WUNDERKAMMERN
(01/2017)
(Blog de Jean-Christophe Pucek
qui n'est plus accessible sur la Toile)
Arcana
A400
Code-barres / Barcode : 3760195734001
Analyste: Jean-Christophe Pucek
Même si on n’épuise jamais totalement
les beautés de la musique de Johann Sebastian Bach, il est permis de se demander
si un nouvel enregistrement de ses Ouvertures, qui plus est incomplet et fort
probablement destiné à le demeurer, s’imposait réellement dans une discographie
qui, de Musica Antiqua Köln à l’Akademie für Alte Musik Berlin en passant par
Café Zimmermann ou même, pour les amateurs d’une esthétique plus tempérée, The
English Concert, n’est pas avare de réussites. Il faut dire que cet ensemble de
quatre partitions, non conçu comme tel au départ, visant à faire resplendir les
couleurs d’un orchestre fourni – l’Ouverture en si mineur BWV 1067 se situe un
peu en marge par sa tonalité plus « assourdie » que les trois autres et son
absence de hautbois, de basson, voire de trompettes et de timbales – a de quoi
opérer sur les interprètes d’hier comme d’aujourd’hui une irrésistible
attraction.

## Lignes du jeu de données sur l'emplacement des objets
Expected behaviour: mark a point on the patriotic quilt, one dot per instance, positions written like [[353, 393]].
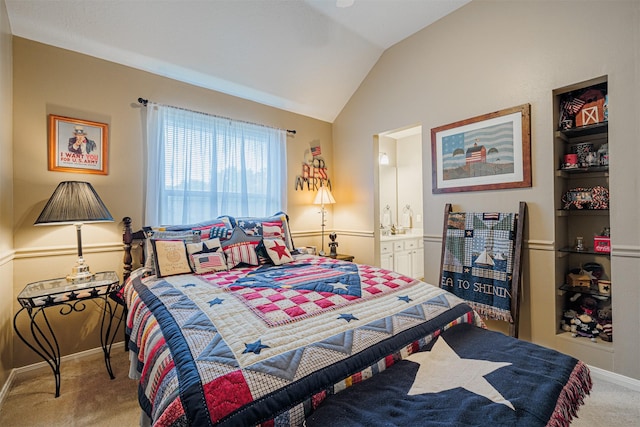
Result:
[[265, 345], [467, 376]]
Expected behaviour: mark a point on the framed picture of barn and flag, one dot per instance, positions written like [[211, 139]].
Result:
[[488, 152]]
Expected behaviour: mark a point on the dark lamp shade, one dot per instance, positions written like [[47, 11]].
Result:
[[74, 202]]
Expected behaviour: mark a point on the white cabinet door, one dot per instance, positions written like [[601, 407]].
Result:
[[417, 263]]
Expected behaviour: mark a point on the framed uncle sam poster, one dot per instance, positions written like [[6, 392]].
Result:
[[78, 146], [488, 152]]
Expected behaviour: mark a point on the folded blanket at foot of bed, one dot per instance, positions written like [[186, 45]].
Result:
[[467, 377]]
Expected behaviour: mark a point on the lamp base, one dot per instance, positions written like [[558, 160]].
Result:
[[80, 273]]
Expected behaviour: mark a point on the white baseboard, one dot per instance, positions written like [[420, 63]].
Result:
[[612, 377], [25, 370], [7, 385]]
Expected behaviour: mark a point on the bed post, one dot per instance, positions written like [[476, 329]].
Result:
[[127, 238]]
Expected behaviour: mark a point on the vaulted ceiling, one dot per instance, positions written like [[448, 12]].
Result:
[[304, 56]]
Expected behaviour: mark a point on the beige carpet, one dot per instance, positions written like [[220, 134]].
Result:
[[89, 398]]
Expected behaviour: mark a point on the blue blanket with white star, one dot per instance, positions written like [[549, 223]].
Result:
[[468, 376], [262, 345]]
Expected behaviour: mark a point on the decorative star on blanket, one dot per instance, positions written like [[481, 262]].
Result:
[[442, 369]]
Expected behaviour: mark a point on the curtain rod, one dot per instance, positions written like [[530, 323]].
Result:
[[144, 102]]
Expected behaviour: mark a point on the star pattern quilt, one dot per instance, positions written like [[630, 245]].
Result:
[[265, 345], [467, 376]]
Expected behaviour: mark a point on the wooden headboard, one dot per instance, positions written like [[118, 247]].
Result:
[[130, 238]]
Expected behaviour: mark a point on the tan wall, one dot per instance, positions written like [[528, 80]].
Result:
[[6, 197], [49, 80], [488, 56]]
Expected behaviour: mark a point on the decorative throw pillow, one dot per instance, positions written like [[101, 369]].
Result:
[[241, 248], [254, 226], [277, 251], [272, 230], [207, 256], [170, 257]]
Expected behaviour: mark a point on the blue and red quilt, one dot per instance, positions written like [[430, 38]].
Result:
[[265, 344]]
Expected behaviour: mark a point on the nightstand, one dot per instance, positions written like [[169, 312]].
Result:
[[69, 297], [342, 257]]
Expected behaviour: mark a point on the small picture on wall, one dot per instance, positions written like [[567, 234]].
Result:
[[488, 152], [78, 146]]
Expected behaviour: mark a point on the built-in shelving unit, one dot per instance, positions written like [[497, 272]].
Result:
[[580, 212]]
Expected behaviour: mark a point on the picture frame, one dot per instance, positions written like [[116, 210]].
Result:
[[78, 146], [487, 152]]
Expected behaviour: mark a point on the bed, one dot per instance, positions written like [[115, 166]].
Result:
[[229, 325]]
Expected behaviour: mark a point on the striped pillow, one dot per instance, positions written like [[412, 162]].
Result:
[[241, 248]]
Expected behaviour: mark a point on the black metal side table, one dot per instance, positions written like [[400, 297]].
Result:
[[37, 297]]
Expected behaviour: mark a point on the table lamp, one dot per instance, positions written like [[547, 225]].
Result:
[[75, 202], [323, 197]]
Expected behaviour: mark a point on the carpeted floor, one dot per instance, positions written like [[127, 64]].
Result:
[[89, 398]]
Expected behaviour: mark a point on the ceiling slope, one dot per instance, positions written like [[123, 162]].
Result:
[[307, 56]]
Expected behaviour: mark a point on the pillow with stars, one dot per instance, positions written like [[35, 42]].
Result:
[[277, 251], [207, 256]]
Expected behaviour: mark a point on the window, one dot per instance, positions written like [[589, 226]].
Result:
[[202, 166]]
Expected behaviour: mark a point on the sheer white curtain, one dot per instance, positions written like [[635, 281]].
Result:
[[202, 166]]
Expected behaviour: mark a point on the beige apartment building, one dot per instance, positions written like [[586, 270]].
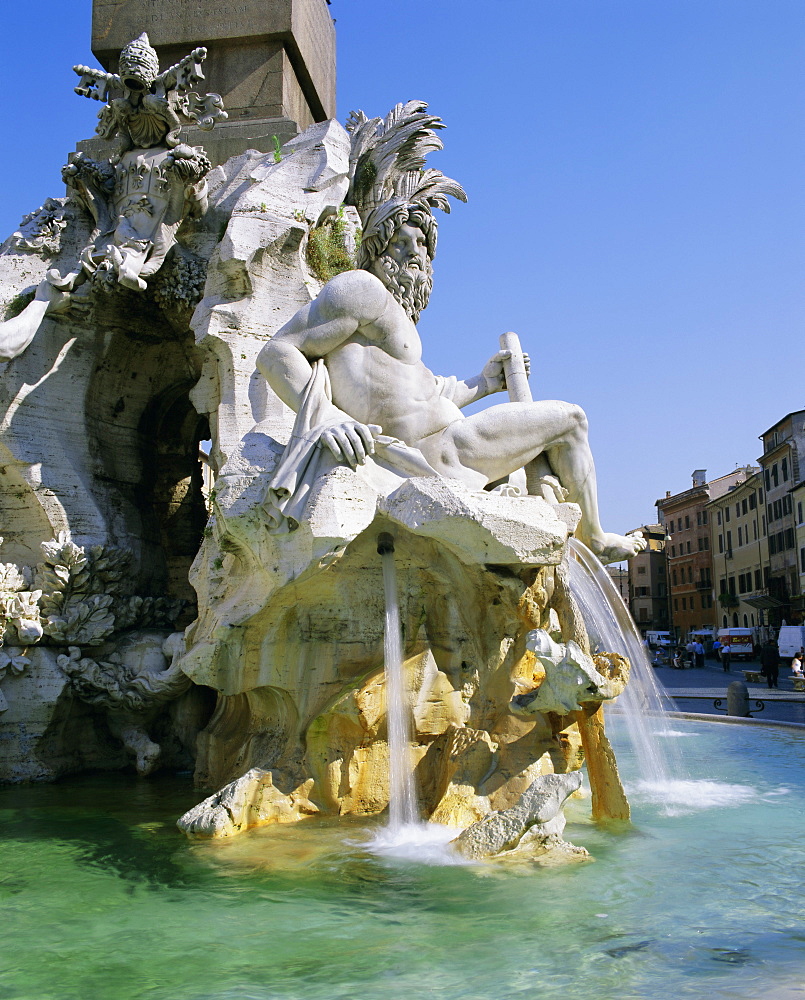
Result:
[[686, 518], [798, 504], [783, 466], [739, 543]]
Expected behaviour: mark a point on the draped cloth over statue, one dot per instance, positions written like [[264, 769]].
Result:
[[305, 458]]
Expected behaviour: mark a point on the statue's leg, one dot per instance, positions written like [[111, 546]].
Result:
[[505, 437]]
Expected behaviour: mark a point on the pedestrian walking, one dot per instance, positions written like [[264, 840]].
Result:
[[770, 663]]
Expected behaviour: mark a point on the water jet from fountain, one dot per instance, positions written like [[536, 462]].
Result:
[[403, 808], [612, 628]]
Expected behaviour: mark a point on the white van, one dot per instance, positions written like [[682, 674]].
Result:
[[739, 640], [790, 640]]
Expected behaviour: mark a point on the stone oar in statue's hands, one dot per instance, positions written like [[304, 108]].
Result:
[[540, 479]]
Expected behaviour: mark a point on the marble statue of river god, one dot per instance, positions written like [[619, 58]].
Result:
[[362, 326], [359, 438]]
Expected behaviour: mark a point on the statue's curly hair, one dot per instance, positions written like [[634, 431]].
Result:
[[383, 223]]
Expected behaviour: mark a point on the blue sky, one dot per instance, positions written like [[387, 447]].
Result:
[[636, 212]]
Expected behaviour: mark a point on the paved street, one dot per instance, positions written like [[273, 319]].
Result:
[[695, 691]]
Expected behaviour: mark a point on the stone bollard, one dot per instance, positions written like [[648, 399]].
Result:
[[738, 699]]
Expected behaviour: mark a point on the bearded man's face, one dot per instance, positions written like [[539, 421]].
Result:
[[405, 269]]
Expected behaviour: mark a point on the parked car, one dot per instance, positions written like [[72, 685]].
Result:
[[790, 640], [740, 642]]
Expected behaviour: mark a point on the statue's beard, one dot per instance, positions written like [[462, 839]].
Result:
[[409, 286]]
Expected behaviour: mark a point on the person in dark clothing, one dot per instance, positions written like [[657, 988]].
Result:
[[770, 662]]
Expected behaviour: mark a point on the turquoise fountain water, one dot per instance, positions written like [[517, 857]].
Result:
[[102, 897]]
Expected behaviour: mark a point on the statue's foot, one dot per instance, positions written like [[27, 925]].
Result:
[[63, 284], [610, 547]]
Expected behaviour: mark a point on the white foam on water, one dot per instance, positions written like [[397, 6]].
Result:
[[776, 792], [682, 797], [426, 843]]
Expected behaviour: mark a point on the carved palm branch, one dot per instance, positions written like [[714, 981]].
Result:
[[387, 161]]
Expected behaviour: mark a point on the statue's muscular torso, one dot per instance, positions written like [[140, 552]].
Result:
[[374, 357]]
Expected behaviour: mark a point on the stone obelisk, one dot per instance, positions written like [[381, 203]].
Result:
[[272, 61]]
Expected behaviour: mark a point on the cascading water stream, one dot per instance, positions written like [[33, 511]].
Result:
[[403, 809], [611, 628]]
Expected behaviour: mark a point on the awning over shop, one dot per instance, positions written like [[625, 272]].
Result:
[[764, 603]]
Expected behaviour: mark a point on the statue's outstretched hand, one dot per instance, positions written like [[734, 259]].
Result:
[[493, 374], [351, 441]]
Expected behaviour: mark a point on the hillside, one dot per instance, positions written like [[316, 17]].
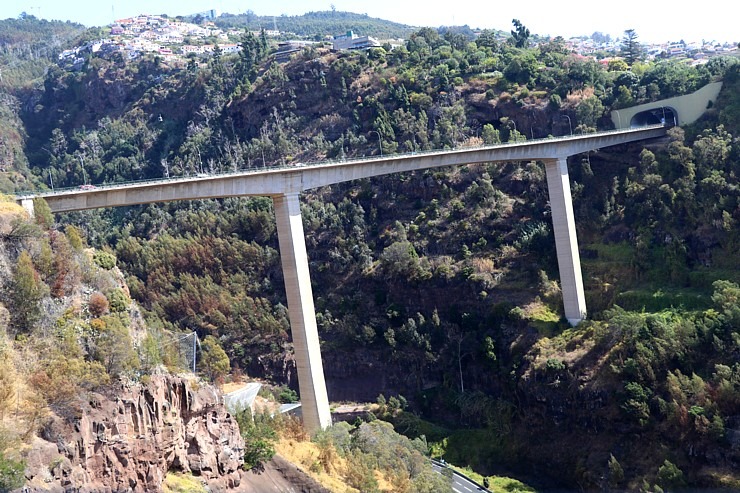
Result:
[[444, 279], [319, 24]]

## QUESTION POSÉE
D'après la chronique sur les Ouvertures de Bach, laquelle de ces Ouvertures se situe un peu en marge des trois autres ?

## BONNE RÉPONSE
L'Ouverture en si mineur BWV 1067.